---------- Records to process ----------
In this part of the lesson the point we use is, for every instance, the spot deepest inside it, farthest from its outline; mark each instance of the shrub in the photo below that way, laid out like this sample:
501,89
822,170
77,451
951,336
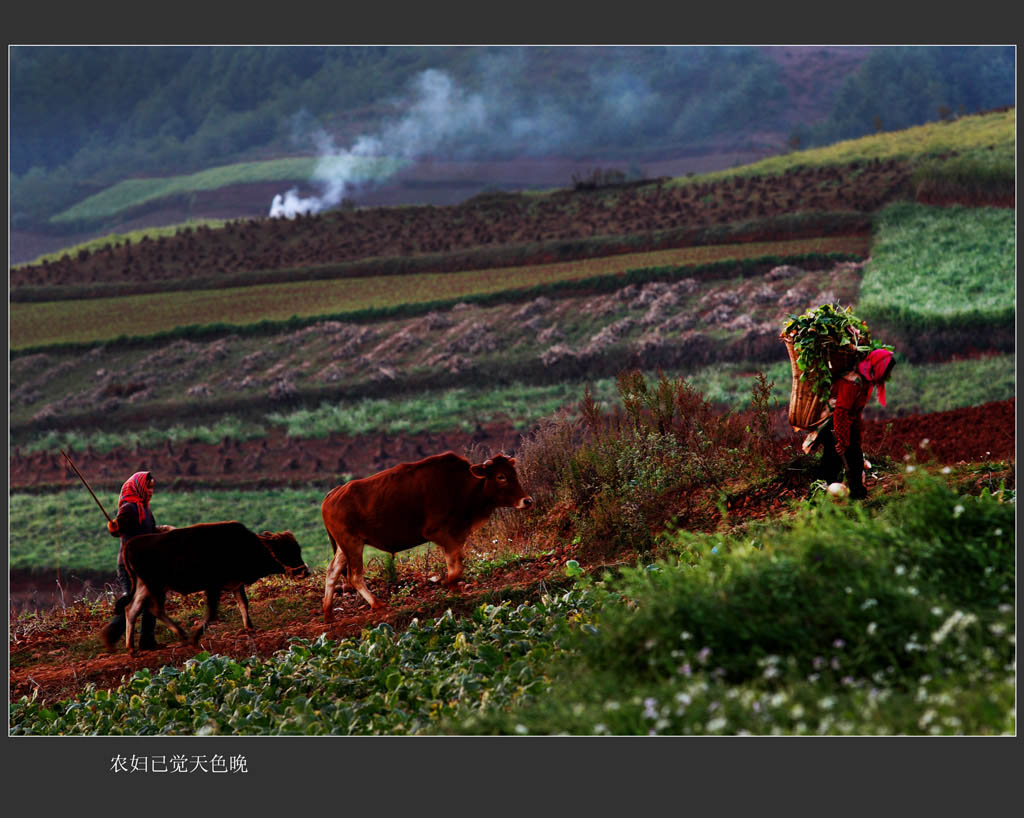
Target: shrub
617,470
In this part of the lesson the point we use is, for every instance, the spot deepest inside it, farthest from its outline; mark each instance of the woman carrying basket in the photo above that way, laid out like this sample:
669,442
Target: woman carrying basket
842,435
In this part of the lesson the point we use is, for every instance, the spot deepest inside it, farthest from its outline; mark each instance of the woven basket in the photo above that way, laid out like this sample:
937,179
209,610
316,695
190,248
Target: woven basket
806,409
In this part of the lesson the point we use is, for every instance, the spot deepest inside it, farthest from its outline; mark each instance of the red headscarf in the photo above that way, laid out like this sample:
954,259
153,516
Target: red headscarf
133,491
875,367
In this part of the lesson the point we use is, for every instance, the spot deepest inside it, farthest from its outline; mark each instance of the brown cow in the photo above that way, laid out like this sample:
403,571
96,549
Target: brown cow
441,499
210,557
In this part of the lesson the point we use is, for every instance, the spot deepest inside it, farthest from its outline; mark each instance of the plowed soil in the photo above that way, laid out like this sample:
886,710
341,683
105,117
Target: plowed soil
59,659
985,432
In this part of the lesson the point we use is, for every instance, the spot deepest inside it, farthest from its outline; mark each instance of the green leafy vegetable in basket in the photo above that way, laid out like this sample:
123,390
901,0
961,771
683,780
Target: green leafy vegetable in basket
823,339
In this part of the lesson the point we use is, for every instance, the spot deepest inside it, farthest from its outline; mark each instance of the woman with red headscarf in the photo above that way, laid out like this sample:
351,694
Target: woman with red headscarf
841,437
134,518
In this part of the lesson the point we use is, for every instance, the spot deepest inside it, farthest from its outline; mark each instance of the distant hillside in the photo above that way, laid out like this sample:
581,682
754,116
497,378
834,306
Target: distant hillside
84,119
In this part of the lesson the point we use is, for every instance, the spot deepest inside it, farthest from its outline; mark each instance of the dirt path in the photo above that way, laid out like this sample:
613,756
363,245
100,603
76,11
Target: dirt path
279,460
58,660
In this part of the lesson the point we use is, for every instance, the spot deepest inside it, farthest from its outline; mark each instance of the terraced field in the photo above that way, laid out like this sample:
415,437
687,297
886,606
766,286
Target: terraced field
231,400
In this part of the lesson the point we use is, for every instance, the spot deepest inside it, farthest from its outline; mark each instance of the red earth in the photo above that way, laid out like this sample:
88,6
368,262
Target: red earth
974,433
61,653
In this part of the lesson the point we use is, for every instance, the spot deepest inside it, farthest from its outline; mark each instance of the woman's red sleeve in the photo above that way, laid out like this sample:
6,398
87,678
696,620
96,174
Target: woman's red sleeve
846,394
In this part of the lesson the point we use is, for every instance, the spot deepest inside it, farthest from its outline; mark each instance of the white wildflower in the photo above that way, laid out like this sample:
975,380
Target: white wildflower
716,724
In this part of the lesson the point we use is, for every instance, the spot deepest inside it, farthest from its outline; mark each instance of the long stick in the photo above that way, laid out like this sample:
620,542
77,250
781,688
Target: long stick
86,484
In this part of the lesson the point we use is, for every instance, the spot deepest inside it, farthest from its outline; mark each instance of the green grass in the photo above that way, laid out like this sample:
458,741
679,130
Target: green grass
968,134
35,325
896,618
67,529
133,192
933,267
921,387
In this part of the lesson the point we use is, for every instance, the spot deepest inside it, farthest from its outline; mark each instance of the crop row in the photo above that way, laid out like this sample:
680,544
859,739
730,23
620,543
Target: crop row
64,528
897,621
134,192
38,325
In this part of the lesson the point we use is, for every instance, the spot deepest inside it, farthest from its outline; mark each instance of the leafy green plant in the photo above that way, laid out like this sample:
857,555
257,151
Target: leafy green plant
820,337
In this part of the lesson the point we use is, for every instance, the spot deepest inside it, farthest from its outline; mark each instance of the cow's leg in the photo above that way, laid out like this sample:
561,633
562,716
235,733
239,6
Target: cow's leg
131,614
453,548
333,572
243,600
212,601
349,553
343,585
356,577
158,604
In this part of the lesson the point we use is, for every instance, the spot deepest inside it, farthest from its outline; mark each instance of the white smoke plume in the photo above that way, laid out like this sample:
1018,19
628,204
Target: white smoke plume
438,113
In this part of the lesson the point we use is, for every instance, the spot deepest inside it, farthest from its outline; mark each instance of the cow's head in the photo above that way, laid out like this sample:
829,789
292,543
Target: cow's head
285,549
502,481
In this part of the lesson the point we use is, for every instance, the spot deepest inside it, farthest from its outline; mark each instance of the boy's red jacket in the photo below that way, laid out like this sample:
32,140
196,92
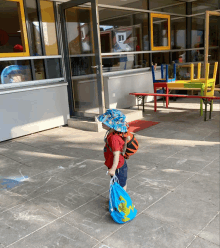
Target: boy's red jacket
116,143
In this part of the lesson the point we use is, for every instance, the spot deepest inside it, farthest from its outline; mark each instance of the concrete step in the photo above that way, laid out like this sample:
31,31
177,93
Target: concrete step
90,124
----------
- [Task item]: Give back the data verbatim. The pictures are not part of the copy.

- [Solution for this problem]:
In this part of the lesson the point we use is, for every instance, the spot deepest inside it, farthest from its outline; mark each instance of the shrub in the photo below that way, laid out like this sample:
501,89
822,170
77,451
951,336
Target: shrub
617,470
In this part of the lesson the point we use is, for every instance, the spot deepest inside it, farthest from its outline; mark each instance of the woman carrying basket in the photo above that way, laid out like this sample:
669,442
Target: woman carrying basket
842,435
In this part of the lesson the point we use is, for every instance, the spot deepest inside it, farthest from its outline; mark each instance of the woven basket in the photo above that way, laid out like this sample:
937,179
209,610
316,695
190,248
Target: woven basket
806,409
In this part of the lesson the point we use is, for every instance, the spot deepest inside it, farthest from its outline; mark each instance of the red headscarf in the photo above that way, laid out like this sample:
954,259
153,516
Target: red headscarf
133,491
875,367
In this part of the lesson the point we use is, for every instance, the spot deepest inside it, farthest from its outline; mark each instance of the brown cow in the photo above that way, laid out like this sample:
403,571
96,549
Target: brown cow
441,499
210,557
In this part of the lesson the point we use is, for every instance, the spot deepest inside it, farthest from its outline; mark each instance of the plowed soil in the photo above that way, laid out like this sample:
886,710
341,683
105,117
Target: plowed soil
59,659
985,432
In this part of the lesson the point we use is, for every instance, the spot deepest inside it, farthest from its outline; mark each instance of the green leafy vegetable in basket in the photo above that way, laid out like this sample:
123,390
901,0
961,771
683,780
Target: green leafy vegetable in basket
823,339
In this part of the lesson the point we use is, for every instance, the spot deepest inside it, farthest from its outline; mark each instance of the woman with red headscarf in the photo above that way, laid out like this sample:
351,694
Target: woman with red headscarf
841,437
134,518
In this part of the lesson the point we use is, for every instance, the spot deepest inside it, farthest from its outline; mark each instance of the distant hillside in the photo above that way, laid out like this sample:
581,682
754,116
497,378
834,306
Target: distant hillside
84,119
In this part of the lesson the point we use is, for every instance, the spot deepest inside it, farthest from its outline; mark each instance of the dirt path in the photo above that way, laid out like this sample:
613,756
363,245
100,603
76,11
Target: dirt path
279,460
58,660
In this part of the lesson the point we use is, for every instance, the spot deepest inside it, farthest from its outline; mark each instance of the terraced field in the photo above that way, laid out like this sample:
415,437
687,297
886,606
766,286
Target: terraced field
231,400
In this part of the lesson the point we use is, for every instance, the spot deepest inside it, farthest from its outline; mark each instance of the red earth in the photo above that way, laid out like this sample:
88,6
368,262
Target: red earth
974,433
61,653
In this part of the lesson the point we use is, for every instance, the spot deepest inside it, farthest from its outline; mark each instance of the woman's red sleeve in the photo above that way, laid out like this sample:
6,398
87,678
696,620
96,174
Target: woman's red sleeve
846,394
In this part of the lesson the point we use is, for every instance, the spot deepest inside it, farthest from its outline; mark each instance of the white wildflower in the photo above that way, laid out like this sample:
975,380
Target: white wildflower
716,724
In this part of the lesson the point we use is, for every instance, the spot deepest inside it, farthest from its outline; mark each instance of the long stick in the photo above that way, laid out like this sample:
620,542
77,250
781,688
Target: long stick
86,484
In this part of the lesson the point we use is, for every instance, the spot deepest inside it, farthest from its outline; mark each instance of the green grass in the photo above that way, laid out like this sample:
458,741
679,130
Target: green grass
968,134
35,325
896,618
67,529
133,192
933,267
921,387
In this part of the lesson the point we use is, for every instance, the spot deepest inside it, farthest from its outline; mark each instance of the crop row in the photo above that way, laid out like this sample:
680,544
859,739
730,23
620,543
Target: crop row
64,528
897,621
134,192
38,325
In this part of the lesson the point we use is, for every instance, the spot deepest inside it, farthest from its outline; mark each instance of the leafy green plant in the photo above that way, laid out like this sample:
857,555
257,151
Target: leafy green plant
820,337
In this part of the lesson the point we use is, for every instance, the spot deepest inside it, farthest from its outline; mark each instance of the cow's leg in the photo above that way, laid out like this sample:
561,633
562,716
235,733
239,6
Target: cow's leg
131,614
453,548
333,572
243,600
212,601
349,553
343,585
356,577
158,604
In this part of the lesson the point we use is, for every instance, the spot deepest inside it, farthest from its outline; mark each instance of the white smoke plume in the photo above that way, laid out like this sample:
1018,19
628,204
Target: white smoke plume
438,113
In this part of the lesson the point we use is, for every instance, the spot deepest inside it, farthest from its outline; mark each instance of the cow's head in the photo above that way, laid out like this sample:
829,789
292,543
Target: cow's head
285,549
502,481
In this part of the lesson the point we use is, for every instance, the spot deepest inside it, farthest from its outline; mark each instance of the boy's red jacket in the photo below that way, laid out like this sample:
32,140
196,92
Target: boy's red jacket
116,143
In this part of the lesson the point we use is, for every instance, the spot deepest inside it, farthest from its outline; mark each instance of the concrete step in the photo above that way, laid out like this sample:
31,31
177,93
Target: concrete step
90,124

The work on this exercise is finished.